Work to complete
Please turn every line of the entries below into a JSON list of strings, one string per line, leaving out any blank lines.

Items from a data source
-- start --

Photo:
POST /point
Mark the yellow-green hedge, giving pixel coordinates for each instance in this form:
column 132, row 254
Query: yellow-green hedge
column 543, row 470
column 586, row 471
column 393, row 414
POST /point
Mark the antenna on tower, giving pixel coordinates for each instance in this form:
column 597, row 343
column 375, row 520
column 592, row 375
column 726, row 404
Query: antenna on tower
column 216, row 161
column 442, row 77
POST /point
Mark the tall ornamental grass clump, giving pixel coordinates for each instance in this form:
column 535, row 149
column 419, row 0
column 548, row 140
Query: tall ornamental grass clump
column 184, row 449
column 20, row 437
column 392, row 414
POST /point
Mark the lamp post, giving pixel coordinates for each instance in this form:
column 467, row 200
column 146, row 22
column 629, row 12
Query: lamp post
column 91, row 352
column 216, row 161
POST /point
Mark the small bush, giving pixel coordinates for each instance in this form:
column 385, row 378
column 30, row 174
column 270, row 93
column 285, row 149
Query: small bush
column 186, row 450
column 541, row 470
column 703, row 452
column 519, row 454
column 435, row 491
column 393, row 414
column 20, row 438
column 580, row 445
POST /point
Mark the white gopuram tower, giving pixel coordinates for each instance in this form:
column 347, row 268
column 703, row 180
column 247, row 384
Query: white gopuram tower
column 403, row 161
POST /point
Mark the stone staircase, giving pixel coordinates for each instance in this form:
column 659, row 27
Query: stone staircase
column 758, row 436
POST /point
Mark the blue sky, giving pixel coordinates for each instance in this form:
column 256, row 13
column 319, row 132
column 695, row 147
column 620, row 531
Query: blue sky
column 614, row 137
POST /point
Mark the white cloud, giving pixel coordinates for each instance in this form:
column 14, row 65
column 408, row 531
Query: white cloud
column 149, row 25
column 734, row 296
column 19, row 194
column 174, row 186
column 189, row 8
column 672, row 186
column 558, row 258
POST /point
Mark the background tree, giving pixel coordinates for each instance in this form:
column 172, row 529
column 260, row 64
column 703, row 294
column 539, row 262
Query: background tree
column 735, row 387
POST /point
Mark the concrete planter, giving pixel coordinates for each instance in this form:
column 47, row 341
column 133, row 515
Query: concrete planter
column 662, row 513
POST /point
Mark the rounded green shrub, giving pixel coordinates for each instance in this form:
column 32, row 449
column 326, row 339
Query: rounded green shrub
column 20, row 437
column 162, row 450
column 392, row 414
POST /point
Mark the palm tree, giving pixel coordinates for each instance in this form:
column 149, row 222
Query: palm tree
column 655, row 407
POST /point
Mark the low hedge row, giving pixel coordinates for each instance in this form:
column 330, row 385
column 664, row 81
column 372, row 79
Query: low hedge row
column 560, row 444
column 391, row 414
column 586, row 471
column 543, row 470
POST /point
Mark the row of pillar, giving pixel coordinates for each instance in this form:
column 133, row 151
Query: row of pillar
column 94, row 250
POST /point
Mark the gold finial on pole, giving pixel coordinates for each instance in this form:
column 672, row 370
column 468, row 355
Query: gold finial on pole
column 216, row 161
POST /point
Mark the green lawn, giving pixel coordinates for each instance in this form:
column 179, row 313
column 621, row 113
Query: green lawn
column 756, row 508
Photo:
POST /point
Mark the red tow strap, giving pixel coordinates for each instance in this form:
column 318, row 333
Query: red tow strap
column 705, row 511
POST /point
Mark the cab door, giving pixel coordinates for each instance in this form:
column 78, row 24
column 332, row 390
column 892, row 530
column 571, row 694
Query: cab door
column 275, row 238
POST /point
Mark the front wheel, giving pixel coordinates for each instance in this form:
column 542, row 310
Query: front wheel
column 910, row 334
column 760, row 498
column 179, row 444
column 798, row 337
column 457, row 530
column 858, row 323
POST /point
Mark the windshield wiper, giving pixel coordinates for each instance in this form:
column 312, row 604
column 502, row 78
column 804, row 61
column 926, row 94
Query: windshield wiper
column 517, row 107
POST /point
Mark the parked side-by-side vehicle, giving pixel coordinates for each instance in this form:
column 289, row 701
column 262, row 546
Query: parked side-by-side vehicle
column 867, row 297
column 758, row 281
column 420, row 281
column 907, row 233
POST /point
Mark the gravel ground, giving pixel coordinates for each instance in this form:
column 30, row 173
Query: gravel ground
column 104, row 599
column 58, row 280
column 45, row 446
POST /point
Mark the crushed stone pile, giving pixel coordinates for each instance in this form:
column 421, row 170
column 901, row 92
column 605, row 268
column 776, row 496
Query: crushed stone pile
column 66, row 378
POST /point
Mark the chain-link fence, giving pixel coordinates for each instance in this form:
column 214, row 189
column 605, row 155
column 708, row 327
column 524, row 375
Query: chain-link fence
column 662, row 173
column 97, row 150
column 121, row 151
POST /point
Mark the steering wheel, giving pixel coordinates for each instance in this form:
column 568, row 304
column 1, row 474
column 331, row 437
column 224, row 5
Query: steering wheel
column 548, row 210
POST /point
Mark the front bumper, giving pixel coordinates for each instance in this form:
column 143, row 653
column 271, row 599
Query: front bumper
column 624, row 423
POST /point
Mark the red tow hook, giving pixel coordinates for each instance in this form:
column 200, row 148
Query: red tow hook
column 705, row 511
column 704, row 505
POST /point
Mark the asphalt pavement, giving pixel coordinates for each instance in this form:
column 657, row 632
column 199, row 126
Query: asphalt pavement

-- end --

Task result
[
  "Photo:",
  "POST /point",
  "Mark the yellow-green hedge, giving pixel coordinates for each instance in this form:",
  "column 132, row 254",
  "Query: yellow-green hedge",
  "column 543, row 470",
  "column 586, row 471",
  "column 393, row 414",
  "POST /point",
  "Mark the antenna on tower, giving pixel coordinates for each instance in this form:",
  "column 597, row 343",
  "column 375, row 520",
  "column 592, row 375",
  "column 726, row 404",
  "Query: antenna on tower",
  "column 216, row 161",
  "column 442, row 77",
  "POST /point",
  "Mark the tall ornamental grass clump, giving pixel coordinates for each instance in this form:",
  "column 535, row 149",
  "column 419, row 0",
  "column 548, row 140",
  "Query: tall ornamental grass clump",
  "column 184, row 449",
  "column 20, row 437",
  "column 392, row 414",
  "POST /point",
  "Mark the lamp post, giving pixel coordinates for each instance in this form:",
  "column 467, row 200",
  "column 146, row 22",
  "column 629, row 12",
  "Query: lamp post",
  "column 91, row 352",
  "column 216, row 161",
  "POST /point",
  "Mark the small bush, giving pixel coordinates for each instance in this form:",
  "column 385, row 378",
  "column 30, row 174",
  "column 270, row 93",
  "column 285, row 149",
  "Query: small bush",
  "column 186, row 450",
  "column 541, row 470",
  "column 703, row 452",
  "column 519, row 454",
  "column 435, row 491",
  "column 393, row 414",
  "column 20, row 438",
  "column 580, row 445",
  "POST /point",
  "Mark the white gopuram tower, giving pixel coordinates for each instance in this form:",
  "column 347, row 268",
  "column 703, row 180",
  "column 247, row 384",
  "Query: white gopuram tower",
  "column 403, row 161",
  "POST /point",
  "Mark the stone staircase, giving pixel coordinates for each instance in this form:",
  "column 659, row 27",
  "Query: stone staircase",
  "column 758, row 436",
  "POST /point",
  "Mark the blue sky, giving pixel coordinates for each instance in this form:",
  "column 256, row 13",
  "column 319, row 132",
  "column 695, row 147",
  "column 620, row 531",
  "Query: blue sky",
  "column 614, row 137",
  "POST /point",
  "Mark the white cloud, giving pixel coordinates for each instance in this form:",
  "column 14, row 65",
  "column 408, row 531",
  "Query: white cloud",
  "column 149, row 25",
  "column 734, row 296",
  "column 19, row 194",
  "column 174, row 186",
  "column 189, row 8",
  "column 672, row 186",
  "column 558, row 258",
  "POST /point",
  "Mark the background tree, giving pixel coordinates for each instance in this form:",
  "column 172, row 529",
  "column 260, row 64",
  "column 703, row 294",
  "column 539, row 262",
  "Query: background tree",
  "column 735, row 387",
  "POST /point",
  "Mark the concrete planter, giving pixel coordinates for each instance in this form:",
  "column 47, row 341",
  "column 133, row 515",
  "Query: concrete planter",
  "column 662, row 513",
  "POST /point",
  "Mark the rounded green shrub, giving pixel coordinates for each instance in this form:",
  "column 32, row 449",
  "column 326, row 339",
  "Query: rounded green shrub",
  "column 20, row 437",
  "column 162, row 450",
  "column 392, row 414",
  "POST /point",
  "Mark the palm tree, giving pixel coordinates for each instance in this form:",
  "column 149, row 222",
  "Query: palm tree",
  "column 655, row 407",
  "POST /point",
  "Mark the low hedge row, giving pixel coordinates for each instance in this form:",
  "column 330, row 385",
  "column 664, row 81",
  "column 372, row 79",
  "Query: low hedge row",
  "column 560, row 444",
  "column 391, row 414",
  "column 586, row 471",
  "column 543, row 470",
  "POST /point",
  "Mark the row of pillar, giving pixel coordinates for each instance in this form:",
  "column 133, row 151",
  "Query: row of pillar",
  "column 94, row 250",
  "POST /point",
  "Mark the gold finial on pole, giving pixel coordinates for each instance in this form:",
  "column 672, row 370",
  "column 468, row 355",
  "Query: gold finial on pole",
  "column 216, row 161",
  "POST /point",
  "Mark the green lawn, giving pixel coordinates for each instance in this form:",
  "column 179, row 313",
  "column 621, row 113",
  "Query: green lawn",
  "column 756, row 508",
  "Photo:",
  "POST /point",
  "Mark the red tow strap, giving pixel coordinates for each instance in this form:",
  "column 318, row 333",
  "Query: red tow strap",
  "column 705, row 511",
  "POST /point",
  "Mark the cab door, giving pixel coordinates for each instance in this form:",
  "column 78, row 24",
  "column 332, row 390",
  "column 892, row 530",
  "column 571, row 694",
  "Query: cab door",
  "column 275, row 238",
  "POST /point",
  "Mark the front wheel, giving pixel coordinates for each instance in this form:",
  "column 542, row 310",
  "Query: front wheel",
  "column 910, row 334",
  "column 760, row 498",
  "column 179, row 444",
  "column 798, row 337",
  "column 457, row 530",
  "column 858, row 323",
  "POST /point",
  "Mark the windshield wiper, giving pixel coordinates for each instance in this form:",
  "column 312, row 604",
  "column 502, row 78",
  "column 804, row 61",
  "column 926, row 94",
  "Query: windshield wiper",
  "column 517, row 107",
  "POST /point",
  "Mark the parked side-by-side vehicle, giving pixel coordinates for each instance in this form:",
  "column 289, row 701",
  "column 262, row 546",
  "Query: parked side-by-side vehicle",
  "column 867, row 297",
  "column 758, row 281",
  "column 420, row 281",
  "column 907, row 233",
  "POST /point",
  "Mark the gravel ground, giving pixel coordinates for each instance in this form:",
  "column 30, row 173",
  "Query: gravel ground",
  "column 104, row 599",
  "column 58, row 280",
  "column 45, row 446",
  "POST /point",
  "Mark the crushed stone pile, giving pixel coordinates for each instance in this form:",
  "column 421, row 170",
  "column 901, row 92",
  "column 605, row 268",
  "column 776, row 496",
  "Query: crushed stone pile",
  "column 66, row 378",
  "POST /point",
  "Mark the chain-link fence, giving pixel coordinates for each instance in this form:",
  "column 214, row 189",
  "column 605, row 155",
  "column 708, row 327",
  "column 524, row 375",
  "Query: chain-link fence",
  "column 662, row 173",
  "column 97, row 150",
  "column 121, row 151",
  "POST /point",
  "Mark the steering wheel, giving pixel coordinates for each instance in this form:",
  "column 568, row 304",
  "column 1, row 474",
  "column 331, row 437",
  "column 224, row 5",
  "Query: steering wheel",
  "column 548, row 210",
  "POST /point",
  "Mark the front bumper, giving pixel coordinates for each instance in this form:",
  "column 143, row 653",
  "column 271, row 599",
  "Query: front bumper",
  "column 624, row 423",
  "POST /point",
  "Mark the red tow hook, giving pixel coordinates for each instance in this form:",
  "column 200, row 148",
  "Query: red tow hook",
  "column 705, row 511",
  "column 704, row 505",
  "POST /point",
  "Mark the asphalt pavement, giving pixel coordinates for each instance in this form:",
  "column 657, row 632",
  "column 199, row 126",
  "Query: asphalt pavement"
]